◆ **EXERCISE DESCRIPTION**: Can you convert every line of the material below into a Markdown table with the columns "Row" and "Line text", giving each line its own numbered row and skipping blank lines?

++++ RECORDS FOR THE EXERCISE ++++

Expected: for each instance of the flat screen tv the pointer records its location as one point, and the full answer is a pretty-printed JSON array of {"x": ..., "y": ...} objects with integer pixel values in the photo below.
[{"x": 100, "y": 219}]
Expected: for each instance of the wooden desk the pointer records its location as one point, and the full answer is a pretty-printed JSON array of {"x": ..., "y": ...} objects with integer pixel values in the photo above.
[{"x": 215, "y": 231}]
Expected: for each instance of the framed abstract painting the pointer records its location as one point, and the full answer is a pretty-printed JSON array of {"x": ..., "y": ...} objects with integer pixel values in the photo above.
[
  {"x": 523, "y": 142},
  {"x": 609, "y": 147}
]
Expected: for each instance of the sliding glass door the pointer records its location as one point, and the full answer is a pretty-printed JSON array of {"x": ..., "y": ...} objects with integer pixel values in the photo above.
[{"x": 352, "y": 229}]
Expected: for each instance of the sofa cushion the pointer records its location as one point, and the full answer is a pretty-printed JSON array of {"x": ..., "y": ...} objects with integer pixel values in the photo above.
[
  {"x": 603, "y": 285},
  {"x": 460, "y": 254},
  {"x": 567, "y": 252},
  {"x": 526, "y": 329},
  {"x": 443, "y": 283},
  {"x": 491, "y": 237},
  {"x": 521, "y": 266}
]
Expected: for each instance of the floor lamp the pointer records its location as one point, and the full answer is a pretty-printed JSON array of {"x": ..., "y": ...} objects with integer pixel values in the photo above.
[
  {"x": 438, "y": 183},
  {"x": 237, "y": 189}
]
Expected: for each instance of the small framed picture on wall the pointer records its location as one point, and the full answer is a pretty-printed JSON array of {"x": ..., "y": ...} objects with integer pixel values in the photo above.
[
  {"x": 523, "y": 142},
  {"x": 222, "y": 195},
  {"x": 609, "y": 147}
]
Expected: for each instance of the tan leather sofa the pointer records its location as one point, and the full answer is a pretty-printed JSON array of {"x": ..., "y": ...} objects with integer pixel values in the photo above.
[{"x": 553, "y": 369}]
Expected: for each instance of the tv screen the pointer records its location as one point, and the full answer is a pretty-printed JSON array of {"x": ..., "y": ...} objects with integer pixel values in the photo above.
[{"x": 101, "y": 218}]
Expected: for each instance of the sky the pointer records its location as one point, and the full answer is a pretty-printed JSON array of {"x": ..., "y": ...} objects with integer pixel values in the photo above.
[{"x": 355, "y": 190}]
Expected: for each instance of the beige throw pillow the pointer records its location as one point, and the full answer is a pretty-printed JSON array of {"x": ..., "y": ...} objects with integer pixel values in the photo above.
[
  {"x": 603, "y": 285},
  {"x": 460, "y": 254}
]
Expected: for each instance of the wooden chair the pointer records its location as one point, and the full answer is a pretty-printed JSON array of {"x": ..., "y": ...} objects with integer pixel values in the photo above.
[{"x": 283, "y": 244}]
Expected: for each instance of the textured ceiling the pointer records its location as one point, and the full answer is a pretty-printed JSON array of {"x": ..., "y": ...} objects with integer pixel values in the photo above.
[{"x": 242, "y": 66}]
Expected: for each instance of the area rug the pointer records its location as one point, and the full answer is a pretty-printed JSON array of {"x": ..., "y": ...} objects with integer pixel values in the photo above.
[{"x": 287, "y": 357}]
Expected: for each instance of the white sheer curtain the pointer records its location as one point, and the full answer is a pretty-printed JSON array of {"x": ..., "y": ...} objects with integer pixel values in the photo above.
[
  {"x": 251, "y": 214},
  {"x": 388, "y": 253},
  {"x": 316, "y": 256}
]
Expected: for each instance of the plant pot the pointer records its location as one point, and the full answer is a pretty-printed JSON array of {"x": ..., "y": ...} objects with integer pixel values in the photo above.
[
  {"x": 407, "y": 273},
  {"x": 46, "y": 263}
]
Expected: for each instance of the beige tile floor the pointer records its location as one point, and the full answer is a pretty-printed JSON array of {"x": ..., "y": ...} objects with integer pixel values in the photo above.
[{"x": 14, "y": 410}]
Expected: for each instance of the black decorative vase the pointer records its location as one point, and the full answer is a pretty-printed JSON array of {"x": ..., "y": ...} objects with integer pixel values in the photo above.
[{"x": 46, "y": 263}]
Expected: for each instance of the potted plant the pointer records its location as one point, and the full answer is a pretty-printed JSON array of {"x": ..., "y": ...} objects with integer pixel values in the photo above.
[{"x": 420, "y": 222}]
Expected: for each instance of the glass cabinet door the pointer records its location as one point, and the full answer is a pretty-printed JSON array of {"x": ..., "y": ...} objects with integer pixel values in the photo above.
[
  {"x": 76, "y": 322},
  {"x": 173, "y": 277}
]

++++

◆ **EXPECTED OUTPUT**:
| Row | Line text |
|---|---|
| 1 | Expected: for each instance of the flat screen tv the pointer records its location as one point, and the full answer is a pretty-printed JSON array of {"x": ..., "y": ...} objects with integer pixel values in the photo below. |
| 2 | [{"x": 100, "y": 219}] |
| 3 | Expected: for each instance of the wooden desk the pointer records its location as one point, and the full answer is a pretty-printed JSON array of {"x": ..., "y": ...} objects with integer pixel values in the photo above. |
| 4 | [{"x": 215, "y": 231}] |
| 5 | Expected: for each instance of the framed abstract painting the pointer records its location as one point, and the full answer is a pretty-printed JSON array of {"x": ..., "y": ...} objects with integer pixel values in the photo above. |
| 6 | [ |
| 7 |   {"x": 523, "y": 142}, |
| 8 |   {"x": 609, "y": 147} |
| 9 | ] |
| 10 | Expected: for each instance of the sliding glass door the pointer records its location as one point, and the full answer is a pretty-printed JSON array of {"x": ..., "y": ...} objects with integer pixel values in the photo above. |
| 11 | [{"x": 352, "y": 229}] |
| 12 | Expected: for each instance of the sofa cushion the pointer records its location as one point, and the full answer is a pretty-printed JSON array of {"x": ..., "y": ...} objects with integer pixel values in the photo above. |
| 13 | [ |
| 14 |   {"x": 603, "y": 285}, |
| 15 |   {"x": 460, "y": 254}, |
| 16 |   {"x": 567, "y": 252}, |
| 17 |   {"x": 526, "y": 329}, |
| 18 |   {"x": 443, "y": 283}, |
| 19 |   {"x": 491, "y": 237}, |
| 20 |   {"x": 521, "y": 266} |
| 21 | ] |
| 22 | Expected: for each instance of the floor lamp the pointer records its location as one point, and the full answer is a pretty-printed JSON array of {"x": ..., "y": ...} objects with integer pixel values in the photo above. |
| 23 | [ |
| 24 |   {"x": 438, "y": 183}, |
| 25 |   {"x": 237, "y": 189} |
| 26 | ] |
| 27 | Expected: for each instance of the small framed picture on wall the pointer records its location as one point, and the full answer is a pretty-printed JSON array of {"x": ..., "y": ...} objects with integer pixel values in the photo above. |
| 28 | [ |
| 29 |   {"x": 523, "y": 142}, |
| 30 |   {"x": 222, "y": 195}, |
| 31 |   {"x": 609, "y": 147} |
| 32 | ] |
| 33 | Expected: for each instance of the tan leather sofa the pointer records its location as one point, and the full answer is a pretty-printed JSON array of {"x": ..., "y": ...} objects with integer pixel values in the photo above. |
| 34 | [{"x": 553, "y": 369}] |
| 35 | Expected: for each instance of the tv screen the pointer records its location as one point, and the full answer is a pretty-printed JSON array of {"x": ..., "y": ...} objects with integer pixel values in the photo above. |
| 36 | [{"x": 101, "y": 218}] |
| 37 | Expected: for each instance of the sky the pointer records its location as one point, and the full answer is a pretty-printed JSON array of {"x": ..., "y": ...} objects with integer pixel values in the photo above. |
| 38 | [{"x": 355, "y": 190}] |
| 39 | Expected: for each instance of the beige throw pillow the pointer records its location as one point, and the full answer is a pretty-printed JSON array of {"x": ..., "y": ...} objects with integer pixel values in the photo above. |
| 40 | [ |
| 41 |   {"x": 603, "y": 285}, |
| 42 |   {"x": 460, "y": 254} |
| 43 | ] |
| 44 | Expected: for each instance of the wooden chair the pointer records its location as one point, and the full answer is a pretty-printed JSON array of {"x": ..., "y": ...} objects with integer pixel values in the photo above. |
| 45 | [{"x": 283, "y": 244}] |
| 46 | Expected: for each instance of the textured ceiling the pointer records its location as one point, and the full answer is a pretty-printed JSON array of {"x": ..., "y": ...} objects with integer pixel values in the photo above. |
| 47 | [{"x": 242, "y": 66}] |
| 48 | Expected: for each instance of the area rug the pointer records its location as one point, and the full answer is a pretty-printed JSON array of {"x": ..., "y": ...} objects with integer pixel values in the photo above. |
| 49 | [{"x": 287, "y": 357}] |
| 50 | Expected: for each instance of the white sheer curtain the pointer records its location as one point, and the full answer is a pretty-printed JSON array of {"x": ..., "y": ...} objects with integer pixel values in the photo above. |
| 51 | [ |
| 52 |   {"x": 251, "y": 214}, |
| 53 |   {"x": 388, "y": 253}, |
| 54 |   {"x": 316, "y": 256} |
| 55 | ] |
| 56 | Expected: for each instance of the plant pot the pointer records its location as one point, and the full answer is a pretty-printed JSON array of {"x": ..., "y": ...} objects with integer pixel values in the photo above. |
| 57 | [ |
| 58 |   {"x": 407, "y": 273}, |
| 59 |   {"x": 46, "y": 263} |
| 60 | ] |
| 61 | Expected: for each instance of the beige tile floor the pointer records its location as one point, and the full answer is a pretty-printed JSON array of {"x": ..., "y": ...} objects with integer pixel values in the photo above. |
| 62 | [{"x": 14, "y": 410}] |
| 63 | Expected: for each instance of the black decorative vase the pointer records its location as one point, and the full answer is a pretty-printed JSON array of {"x": ..., "y": ...} objects with integer pixel values in the photo above. |
| 64 | [{"x": 46, "y": 263}] |
| 65 | Expected: for each instance of the potted plant the pointer records its location as one point, and the full answer is a pretty-printed JSON array of {"x": ..., "y": ...} objects with integer pixel values in the photo above. |
| 66 | [{"x": 420, "y": 222}] |
| 67 | Expected: for each instance of the glass cabinet door the pointer records its location as one point, and the full answer is a pretty-printed JSON array of {"x": ..., "y": ...} objects with integer pixel values in the photo above. |
| 68 | [ |
| 69 |   {"x": 76, "y": 322}, |
| 70 |   {"x": 173, "y": 277} |
| 71 | ] |